## Directions
Please pick out every line in the listing below that contains the word "grass". Case counts, so only lines with that exact capitalization qualify.

^^^^^^^^^^^^^^^^

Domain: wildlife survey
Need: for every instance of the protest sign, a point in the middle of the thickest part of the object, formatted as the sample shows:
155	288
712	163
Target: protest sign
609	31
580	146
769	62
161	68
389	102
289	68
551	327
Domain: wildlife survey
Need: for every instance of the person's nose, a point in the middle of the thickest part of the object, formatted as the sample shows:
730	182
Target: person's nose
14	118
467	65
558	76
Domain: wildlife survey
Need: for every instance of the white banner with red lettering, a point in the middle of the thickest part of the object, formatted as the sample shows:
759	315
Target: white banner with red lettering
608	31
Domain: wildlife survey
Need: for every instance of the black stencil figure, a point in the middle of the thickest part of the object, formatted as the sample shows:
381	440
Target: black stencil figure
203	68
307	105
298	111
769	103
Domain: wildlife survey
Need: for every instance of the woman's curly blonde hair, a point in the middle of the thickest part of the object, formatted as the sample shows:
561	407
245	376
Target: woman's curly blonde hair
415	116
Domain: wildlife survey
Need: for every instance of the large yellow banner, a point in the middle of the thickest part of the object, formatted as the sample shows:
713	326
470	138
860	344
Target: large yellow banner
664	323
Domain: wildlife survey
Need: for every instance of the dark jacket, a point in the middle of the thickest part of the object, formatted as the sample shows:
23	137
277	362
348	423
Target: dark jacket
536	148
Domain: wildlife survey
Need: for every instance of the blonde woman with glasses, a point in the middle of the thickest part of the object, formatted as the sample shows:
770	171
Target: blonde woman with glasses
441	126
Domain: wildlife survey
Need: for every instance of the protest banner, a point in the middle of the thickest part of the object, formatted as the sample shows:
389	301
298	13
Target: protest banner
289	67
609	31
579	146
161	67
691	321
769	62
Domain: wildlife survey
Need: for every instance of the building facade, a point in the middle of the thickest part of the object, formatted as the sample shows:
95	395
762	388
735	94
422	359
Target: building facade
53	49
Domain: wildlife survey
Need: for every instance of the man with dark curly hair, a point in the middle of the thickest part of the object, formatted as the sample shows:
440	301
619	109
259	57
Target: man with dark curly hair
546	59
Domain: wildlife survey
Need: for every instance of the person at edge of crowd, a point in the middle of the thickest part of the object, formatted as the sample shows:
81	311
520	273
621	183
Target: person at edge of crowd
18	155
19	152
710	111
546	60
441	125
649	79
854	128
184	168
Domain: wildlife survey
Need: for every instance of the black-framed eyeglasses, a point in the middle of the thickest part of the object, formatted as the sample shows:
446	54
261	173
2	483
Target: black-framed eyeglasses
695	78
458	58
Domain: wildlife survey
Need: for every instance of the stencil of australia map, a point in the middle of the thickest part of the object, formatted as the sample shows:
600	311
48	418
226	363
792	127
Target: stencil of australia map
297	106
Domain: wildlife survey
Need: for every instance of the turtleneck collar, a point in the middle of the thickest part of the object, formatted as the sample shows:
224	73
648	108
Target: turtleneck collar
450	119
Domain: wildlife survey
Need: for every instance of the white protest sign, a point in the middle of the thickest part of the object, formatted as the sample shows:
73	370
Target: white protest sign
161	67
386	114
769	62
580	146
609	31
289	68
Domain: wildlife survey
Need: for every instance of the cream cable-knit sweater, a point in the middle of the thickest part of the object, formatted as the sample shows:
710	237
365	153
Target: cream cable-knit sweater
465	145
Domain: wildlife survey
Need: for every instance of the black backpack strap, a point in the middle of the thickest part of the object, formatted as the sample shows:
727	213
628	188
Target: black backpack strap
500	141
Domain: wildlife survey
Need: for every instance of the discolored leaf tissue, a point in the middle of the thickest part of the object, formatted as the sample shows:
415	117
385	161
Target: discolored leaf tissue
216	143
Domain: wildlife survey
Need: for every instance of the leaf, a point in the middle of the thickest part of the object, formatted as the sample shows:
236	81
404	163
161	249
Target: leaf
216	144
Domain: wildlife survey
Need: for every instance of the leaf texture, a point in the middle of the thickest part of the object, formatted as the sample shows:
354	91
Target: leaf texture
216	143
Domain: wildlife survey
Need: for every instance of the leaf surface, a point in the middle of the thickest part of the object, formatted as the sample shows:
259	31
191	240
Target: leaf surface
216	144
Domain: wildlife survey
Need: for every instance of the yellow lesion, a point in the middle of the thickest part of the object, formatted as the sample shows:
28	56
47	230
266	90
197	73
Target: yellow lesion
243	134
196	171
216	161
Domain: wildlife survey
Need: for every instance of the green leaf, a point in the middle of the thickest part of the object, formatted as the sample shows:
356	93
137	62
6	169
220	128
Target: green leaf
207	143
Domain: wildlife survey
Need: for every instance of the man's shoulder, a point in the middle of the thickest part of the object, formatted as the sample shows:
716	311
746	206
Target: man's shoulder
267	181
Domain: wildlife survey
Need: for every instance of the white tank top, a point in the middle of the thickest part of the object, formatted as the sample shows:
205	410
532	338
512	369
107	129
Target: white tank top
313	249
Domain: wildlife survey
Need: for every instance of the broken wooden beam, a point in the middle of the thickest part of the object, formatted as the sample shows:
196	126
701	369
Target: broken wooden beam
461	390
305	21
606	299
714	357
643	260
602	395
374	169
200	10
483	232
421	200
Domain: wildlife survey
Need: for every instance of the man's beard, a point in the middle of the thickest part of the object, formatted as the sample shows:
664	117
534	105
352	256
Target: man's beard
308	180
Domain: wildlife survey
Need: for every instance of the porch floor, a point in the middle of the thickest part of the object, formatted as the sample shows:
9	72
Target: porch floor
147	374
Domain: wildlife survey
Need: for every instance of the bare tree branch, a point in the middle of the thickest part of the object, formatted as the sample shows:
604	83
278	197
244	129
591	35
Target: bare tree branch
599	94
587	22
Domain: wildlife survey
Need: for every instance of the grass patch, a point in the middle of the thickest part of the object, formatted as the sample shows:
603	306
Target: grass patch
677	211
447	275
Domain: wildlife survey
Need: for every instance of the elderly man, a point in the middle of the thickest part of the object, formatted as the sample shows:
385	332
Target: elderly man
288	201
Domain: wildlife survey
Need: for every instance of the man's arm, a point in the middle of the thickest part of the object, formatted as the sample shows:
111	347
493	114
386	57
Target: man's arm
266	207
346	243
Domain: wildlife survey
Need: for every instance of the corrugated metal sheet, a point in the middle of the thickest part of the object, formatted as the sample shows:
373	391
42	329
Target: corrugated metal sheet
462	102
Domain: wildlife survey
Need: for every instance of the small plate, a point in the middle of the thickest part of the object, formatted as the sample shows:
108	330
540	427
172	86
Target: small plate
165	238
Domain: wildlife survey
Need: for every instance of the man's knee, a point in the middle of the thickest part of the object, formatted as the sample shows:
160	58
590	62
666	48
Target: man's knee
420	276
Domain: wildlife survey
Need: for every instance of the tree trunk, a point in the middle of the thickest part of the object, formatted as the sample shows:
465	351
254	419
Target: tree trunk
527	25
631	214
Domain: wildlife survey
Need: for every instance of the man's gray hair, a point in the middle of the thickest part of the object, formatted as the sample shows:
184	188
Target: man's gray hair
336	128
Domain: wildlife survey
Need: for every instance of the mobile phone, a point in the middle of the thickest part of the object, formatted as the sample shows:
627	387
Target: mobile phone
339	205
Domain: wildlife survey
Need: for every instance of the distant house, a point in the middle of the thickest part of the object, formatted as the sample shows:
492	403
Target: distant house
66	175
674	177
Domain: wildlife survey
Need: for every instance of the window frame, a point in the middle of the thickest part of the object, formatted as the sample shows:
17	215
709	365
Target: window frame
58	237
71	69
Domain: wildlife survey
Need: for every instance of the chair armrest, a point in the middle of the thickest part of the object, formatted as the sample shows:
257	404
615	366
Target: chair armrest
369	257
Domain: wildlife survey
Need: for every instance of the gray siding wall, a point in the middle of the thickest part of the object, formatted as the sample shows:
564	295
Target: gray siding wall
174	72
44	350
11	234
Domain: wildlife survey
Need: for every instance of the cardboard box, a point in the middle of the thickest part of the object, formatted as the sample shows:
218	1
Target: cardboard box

^^^^^^^^^^^^^^^^

## Written reply
Need: for every instance of the grass patch, a point in the middle of the thickest part of the object, formatted as the sample shows:
Target: grass patch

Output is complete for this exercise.